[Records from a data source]
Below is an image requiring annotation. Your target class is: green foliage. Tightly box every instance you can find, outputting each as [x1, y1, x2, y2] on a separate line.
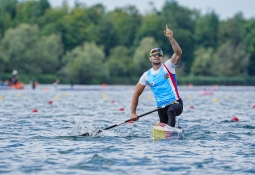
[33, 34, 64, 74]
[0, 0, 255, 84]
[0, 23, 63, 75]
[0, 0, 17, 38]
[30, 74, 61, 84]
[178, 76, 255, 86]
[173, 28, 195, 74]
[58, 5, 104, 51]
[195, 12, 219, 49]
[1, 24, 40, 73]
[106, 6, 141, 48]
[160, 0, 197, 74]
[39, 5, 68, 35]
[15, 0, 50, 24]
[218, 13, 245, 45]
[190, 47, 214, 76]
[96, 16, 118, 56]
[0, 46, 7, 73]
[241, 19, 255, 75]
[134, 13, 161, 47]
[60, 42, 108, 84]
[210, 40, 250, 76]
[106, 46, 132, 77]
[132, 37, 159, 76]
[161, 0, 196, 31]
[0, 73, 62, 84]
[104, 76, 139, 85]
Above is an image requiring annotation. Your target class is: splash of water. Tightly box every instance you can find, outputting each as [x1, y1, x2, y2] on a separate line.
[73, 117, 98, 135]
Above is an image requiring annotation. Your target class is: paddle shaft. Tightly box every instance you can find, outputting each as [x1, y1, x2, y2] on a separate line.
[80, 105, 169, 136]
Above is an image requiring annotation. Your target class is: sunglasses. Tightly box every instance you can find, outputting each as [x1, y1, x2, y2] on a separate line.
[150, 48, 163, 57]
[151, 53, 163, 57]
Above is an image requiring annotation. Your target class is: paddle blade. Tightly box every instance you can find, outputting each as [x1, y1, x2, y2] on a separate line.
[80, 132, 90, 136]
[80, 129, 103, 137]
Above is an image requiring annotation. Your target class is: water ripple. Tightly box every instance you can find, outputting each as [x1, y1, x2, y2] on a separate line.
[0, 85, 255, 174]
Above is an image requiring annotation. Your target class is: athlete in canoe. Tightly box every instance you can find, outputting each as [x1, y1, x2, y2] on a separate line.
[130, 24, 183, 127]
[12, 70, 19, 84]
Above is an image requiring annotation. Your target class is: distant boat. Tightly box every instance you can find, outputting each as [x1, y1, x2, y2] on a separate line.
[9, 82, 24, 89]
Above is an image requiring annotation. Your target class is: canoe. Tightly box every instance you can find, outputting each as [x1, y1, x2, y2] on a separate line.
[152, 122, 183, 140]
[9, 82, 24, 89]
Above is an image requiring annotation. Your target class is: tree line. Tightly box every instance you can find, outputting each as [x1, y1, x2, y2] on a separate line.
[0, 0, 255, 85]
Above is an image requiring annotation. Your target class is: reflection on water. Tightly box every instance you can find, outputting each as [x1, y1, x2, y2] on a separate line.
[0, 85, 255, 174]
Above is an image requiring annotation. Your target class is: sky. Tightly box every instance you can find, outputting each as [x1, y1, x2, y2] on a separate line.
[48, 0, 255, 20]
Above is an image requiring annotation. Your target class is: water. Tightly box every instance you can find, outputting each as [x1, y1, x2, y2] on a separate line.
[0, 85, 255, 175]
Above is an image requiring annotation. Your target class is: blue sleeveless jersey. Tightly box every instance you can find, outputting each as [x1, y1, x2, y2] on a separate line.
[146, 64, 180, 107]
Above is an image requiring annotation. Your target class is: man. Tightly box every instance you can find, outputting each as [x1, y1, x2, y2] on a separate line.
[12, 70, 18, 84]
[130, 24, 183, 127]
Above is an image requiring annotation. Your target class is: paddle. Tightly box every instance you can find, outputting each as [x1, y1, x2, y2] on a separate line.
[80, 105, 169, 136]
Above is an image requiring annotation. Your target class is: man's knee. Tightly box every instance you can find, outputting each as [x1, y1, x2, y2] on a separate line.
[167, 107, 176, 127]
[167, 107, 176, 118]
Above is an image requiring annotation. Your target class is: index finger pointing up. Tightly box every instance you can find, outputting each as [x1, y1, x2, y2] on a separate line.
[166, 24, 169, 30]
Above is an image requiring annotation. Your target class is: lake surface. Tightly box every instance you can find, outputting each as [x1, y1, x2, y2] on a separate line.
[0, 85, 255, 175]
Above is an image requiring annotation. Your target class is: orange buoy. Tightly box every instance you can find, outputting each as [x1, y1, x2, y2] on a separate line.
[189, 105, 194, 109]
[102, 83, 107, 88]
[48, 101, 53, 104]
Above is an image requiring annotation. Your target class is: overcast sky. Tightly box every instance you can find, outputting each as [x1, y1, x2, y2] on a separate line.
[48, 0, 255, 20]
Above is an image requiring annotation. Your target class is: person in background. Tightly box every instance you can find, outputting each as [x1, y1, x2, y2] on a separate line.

### Task brief
Copy only the stretch running from the line containing "class is: lake" to the final line of the entries, both ends included, exactly as it stands.

### Written solution
Above is an image requiring annotation. Your target class is: lake surface. Tightly box every instance you can find, outputting each as [x1, y1, x2, y2] on a separate line.
[0, 85, 255, 175]
Above is an image requiring annotation. Your target class is: orange buoy. Tightly box every instance you can find, outputting each as [x1, y1, x2, y2] on a separate line.
[189, 105, 194, 109]
[102, 83, 107, 88]
[48, 101, 53, 104]
Above is an image requiring annotation. Your target class is: overcast sky. Tightly box every instance you can find, outputting each as [x1, y1, x2, y2] on a separate line.
[48, 0, 255, 20]
Above is an image requiring annotation. Your target class is: person in background. Tightly box every instance you can find, outputting each as [x1, y1, x2, y2] on a separate line.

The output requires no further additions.